## EXERCISE REQUIREMENTS
A: In the essay on workplace privacy, which dictionary gives a rough understanding of the term "Privacy"?
B: Please repeat the part of the workplace privacy essay starting with "Another definition of" and going on through "Weckert, 2000, p.256)".
C: Go on with the essay on workplace privacy from the point where it stops.

Since this topic is based around privacy in the workplace, “privacy” is a key term to be explored. This section of the essay will analyse the definitions of the terms and look for trends and connections relating back to the essay question. An individual’s privacy theoretically descends from the concern of others who may have information relating to the person or is relevant to the person. The Oxford English Dictionary was used to give a rough understanding of the term “Privacy”. The dictionary describes the term “Privacy” as the following;
a state in which one is not observed or disturbed by other people:
she returned to the privacy of her own home
the state of being free from public attention:
a law to restrict newspapers’ freedom to invade people’s privacy
(Oxford Dictionaries, 2005)
This meaning relating to the topic of employee monitoring suggest that monitoring employees would be unethical as monitoring a person stops them from being unable to be disturbed or observed. The definition above isn’t relevant enough to the topic above and should only be used as a rough guide. As a starting point for the topic of Privacy Schoeman’s definition will be examined, as it gives a basic understanding of the word.
A person has privacy to the extent that others have limited access to information about him, limited access to the intimacies of his life, or limited access to his thoughts or his body. (Schoeman, 1984, p. 3)
It suggests that to achieve privacy in the workplace a person’s personal information should be contained with only limited access. From the quote it suggests that employee’s actions at work and outside of it should be only truly known to them. From this quote is it a fair response to suggest that once the employer starts to have access to the employee’s private information that it could lead to distrust and animosity in the workplace. From analysing this quote it suggests that employee monitoring in the work place is un-ethical, as it would allow others to have access to information about a person. Following Shoeman’s ideas, allowing employers to monitor employees would stop the employee from being able to control the access of their information.
Another definition of privacy is defined below:
The condition of not having undocumented personal knowledge about one possessed by others… Personal knowledge… consists of facts about a person which most individuals in a given society at a given time do not want widely known about themselves. (Miller and Weckert, 2000, p.256)
This definition raises issues as it implies that a person’s privacy is only relevant to the society that they find themselves in. This could be their home, workplace or on a larger scale, their country. A person should still be entitled to their privacy regardless of the society; human nature dictates that all humans have the capacity to have secrets or hide secrets. From this a person should be able to hide information from others regardless of their society. Relating this back to the initial essay question it implies that the idea of privacy would again make monitoring employees in the workplace unethical. It would allow the employer access to the employee’s personal knowledge, thus being unethical. This will be explored later when the ideas of privacy are linked to ethical theses.
In the following section the aspects relating to employee monitoring will be analysed and discussed. This will be done by examining the following topics; the implications of the topic and the methods employed to monitor.
Bassick suggests that in Employee Surveillance: An Ethical Consideration it is new methods of employee monitoring that is causing the ethical issues. Bassick states that the need for employee monitoring is down to three main ideas, these being; to maximize worker productivity, ensure the integrity the organization, and to protect the interests of customers and fellow workers. (Bassick et al. 2007) In relation to the topic of ethics it is quite clear to see why this has been turned into an ethical dilemma. Employers feel that they need to survey their employees as can lead to a more profitable and efficient business. On the other hand this can have negative effects on the employees as they can feel more pressurised, over controlled, restricted and unmotivated.

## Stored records
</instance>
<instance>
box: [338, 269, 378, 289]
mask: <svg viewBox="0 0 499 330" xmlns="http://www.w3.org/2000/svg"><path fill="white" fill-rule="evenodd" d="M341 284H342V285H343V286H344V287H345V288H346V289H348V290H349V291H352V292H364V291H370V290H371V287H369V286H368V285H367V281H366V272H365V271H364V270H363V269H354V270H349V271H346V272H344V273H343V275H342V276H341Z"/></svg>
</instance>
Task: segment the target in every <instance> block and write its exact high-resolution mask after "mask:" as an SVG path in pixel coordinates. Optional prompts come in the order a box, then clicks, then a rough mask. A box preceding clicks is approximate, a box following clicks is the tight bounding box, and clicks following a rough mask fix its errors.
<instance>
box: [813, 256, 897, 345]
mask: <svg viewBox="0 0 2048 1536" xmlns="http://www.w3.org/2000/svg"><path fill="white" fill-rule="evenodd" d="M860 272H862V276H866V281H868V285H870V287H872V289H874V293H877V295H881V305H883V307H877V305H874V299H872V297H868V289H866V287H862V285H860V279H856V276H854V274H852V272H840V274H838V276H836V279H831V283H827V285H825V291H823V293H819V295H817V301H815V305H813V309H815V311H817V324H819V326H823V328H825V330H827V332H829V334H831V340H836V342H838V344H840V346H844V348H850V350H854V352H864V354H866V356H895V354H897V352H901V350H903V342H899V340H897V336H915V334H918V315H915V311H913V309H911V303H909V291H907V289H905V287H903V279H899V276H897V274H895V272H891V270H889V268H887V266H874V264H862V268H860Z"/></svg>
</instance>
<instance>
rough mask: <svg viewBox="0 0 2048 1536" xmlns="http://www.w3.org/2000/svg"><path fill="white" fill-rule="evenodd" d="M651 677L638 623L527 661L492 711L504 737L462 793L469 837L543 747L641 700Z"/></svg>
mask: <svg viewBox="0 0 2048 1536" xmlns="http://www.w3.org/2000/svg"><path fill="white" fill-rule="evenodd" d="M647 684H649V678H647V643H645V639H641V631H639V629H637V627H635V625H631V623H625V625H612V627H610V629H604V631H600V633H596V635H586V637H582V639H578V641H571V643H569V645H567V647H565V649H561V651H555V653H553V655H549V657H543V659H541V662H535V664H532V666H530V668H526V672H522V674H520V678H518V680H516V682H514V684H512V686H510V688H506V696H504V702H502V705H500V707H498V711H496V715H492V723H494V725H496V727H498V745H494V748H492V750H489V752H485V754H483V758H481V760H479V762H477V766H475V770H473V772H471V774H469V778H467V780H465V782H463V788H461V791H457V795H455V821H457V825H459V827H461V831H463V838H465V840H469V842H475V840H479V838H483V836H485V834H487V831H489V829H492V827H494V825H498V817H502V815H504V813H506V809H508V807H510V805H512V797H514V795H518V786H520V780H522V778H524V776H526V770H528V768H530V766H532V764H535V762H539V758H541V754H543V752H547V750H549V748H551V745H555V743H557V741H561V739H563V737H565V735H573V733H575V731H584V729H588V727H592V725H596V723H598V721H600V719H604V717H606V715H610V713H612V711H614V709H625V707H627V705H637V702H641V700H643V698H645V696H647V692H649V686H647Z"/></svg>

## ANSWERS TO THIS EXERCISE
A: The Oxford English Dictionary.

B:
Another definition of privacy is defined below:
The condition of not having undocumented personal knowledge about one possessed by others… Personal knowledge… consists of facts about a person which most individuals in a given society at a given time do not want widely known about themselves. (Miller and Weckert, 2000, p.256)

C:
Now the types of surveillance used by employers will be examined and analysed. This will show what causes the main ethical dilemmas, if the key areas of surveillance can be identified then it will be easier to understand what causes them. American Management Association (AMA) in 2007 carried out and published detailed information regarding to the surveillance of employees in the workplace. This information will be used to identify the most used techniques, from this it will identify how the employees are affected.
From AMA’s finding it suggests that employer’s main concern is Web surfing, with 66% monitoring the employee’s web usage. As well as this AMA found that 65% of all participating businesses used software to block inappropriate access to websites. Again this could lead to conflict within the workplace as employees could feel that they have right to access to all websites when they are not on company time, i.e. on a lunch break or after office hours. This could lead to the ethical issue of the freedom of information act as by banning certain sites it reduces the access to publicly know information. (American Management Association 2007)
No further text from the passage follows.